■ What to do ■
Replace "innermost point" with "most central point" in the listing lines from the one containing "Look at the photo above. For each instance of the spacebar" through the end of the listing, inclusive, and give back only those lines with nothing else changed.

+++++

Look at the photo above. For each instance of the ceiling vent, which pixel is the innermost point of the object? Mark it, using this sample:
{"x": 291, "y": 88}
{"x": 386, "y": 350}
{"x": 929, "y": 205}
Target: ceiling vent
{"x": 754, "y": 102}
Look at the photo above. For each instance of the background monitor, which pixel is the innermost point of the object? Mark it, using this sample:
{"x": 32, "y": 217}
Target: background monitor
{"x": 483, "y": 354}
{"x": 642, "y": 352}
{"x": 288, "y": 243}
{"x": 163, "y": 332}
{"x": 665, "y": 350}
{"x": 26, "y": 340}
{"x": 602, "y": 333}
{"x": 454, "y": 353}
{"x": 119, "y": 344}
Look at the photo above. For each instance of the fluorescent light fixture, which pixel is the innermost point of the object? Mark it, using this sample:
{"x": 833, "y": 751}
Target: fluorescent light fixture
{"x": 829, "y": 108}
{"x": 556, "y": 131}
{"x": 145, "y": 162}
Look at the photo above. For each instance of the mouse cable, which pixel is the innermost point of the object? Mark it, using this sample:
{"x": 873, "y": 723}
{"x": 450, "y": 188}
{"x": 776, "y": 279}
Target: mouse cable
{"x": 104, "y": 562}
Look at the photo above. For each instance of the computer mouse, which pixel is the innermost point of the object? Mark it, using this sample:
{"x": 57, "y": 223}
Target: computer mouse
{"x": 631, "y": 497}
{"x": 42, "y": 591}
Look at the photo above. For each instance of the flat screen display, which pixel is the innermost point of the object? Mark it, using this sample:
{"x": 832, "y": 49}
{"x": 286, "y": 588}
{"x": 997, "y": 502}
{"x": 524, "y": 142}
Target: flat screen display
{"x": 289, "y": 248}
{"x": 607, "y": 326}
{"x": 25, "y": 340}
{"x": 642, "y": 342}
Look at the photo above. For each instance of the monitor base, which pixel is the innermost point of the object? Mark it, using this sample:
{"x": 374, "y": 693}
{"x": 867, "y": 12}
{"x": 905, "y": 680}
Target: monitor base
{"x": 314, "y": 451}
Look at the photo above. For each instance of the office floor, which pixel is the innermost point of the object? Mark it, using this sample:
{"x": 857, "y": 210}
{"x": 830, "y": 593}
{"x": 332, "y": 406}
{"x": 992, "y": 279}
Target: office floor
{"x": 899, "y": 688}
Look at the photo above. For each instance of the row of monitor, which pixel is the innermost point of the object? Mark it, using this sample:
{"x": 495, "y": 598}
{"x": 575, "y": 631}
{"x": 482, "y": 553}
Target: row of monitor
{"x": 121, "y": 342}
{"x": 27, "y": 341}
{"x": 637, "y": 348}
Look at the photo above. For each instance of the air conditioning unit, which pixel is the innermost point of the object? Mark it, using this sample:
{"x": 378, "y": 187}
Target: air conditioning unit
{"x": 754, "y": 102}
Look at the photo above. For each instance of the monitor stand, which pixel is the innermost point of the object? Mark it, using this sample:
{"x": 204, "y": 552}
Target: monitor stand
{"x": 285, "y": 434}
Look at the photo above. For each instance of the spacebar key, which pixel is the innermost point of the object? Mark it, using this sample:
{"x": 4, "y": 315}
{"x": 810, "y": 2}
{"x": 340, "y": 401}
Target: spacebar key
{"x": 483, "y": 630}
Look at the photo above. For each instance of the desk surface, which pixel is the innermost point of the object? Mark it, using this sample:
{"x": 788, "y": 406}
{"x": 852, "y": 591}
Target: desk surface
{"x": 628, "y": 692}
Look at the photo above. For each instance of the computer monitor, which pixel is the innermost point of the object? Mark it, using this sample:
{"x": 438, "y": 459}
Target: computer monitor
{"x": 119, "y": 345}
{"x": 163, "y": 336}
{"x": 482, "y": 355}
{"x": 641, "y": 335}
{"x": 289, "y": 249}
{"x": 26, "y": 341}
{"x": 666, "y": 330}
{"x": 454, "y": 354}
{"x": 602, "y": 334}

+++++

■ Response ■
Look at the photo above. For each instance of the spacebar key, which pixel is the most central point of the object? Mark it, using this sample:
{"x": 4, "y": 315}
{"x": 810, "y": 2}
{"x": 340, "y": 401}
Target: spacebar key
{"x": 483, "y": 630}
Look at the photo above. For each instance of the desk surface, which pixel is the most central point of the object? Mark it, using this sample:
{"x": 788, "y": 406}
{"x": 852, "y": 591}
Target: desk surface
{"x": 628, "y": 692}
Look at the photo above. For each instance of the computer monitor, which pixel is the most central point of the object? Mark it, using this sample:
{"x": 438, "y": 459}
Target: computer monitor
{"x": 119, "y": 345}
{"x": 163, "y": 336}
{"x": 482, "y": 355}
{"x": 641, "y": 335}
{"x": 289, "y": 249}
{"x": 26, "y": 341}
{"x": 666, "y": 330}
{"x": 454, "y": 354}
{"x": 602, "y": 334}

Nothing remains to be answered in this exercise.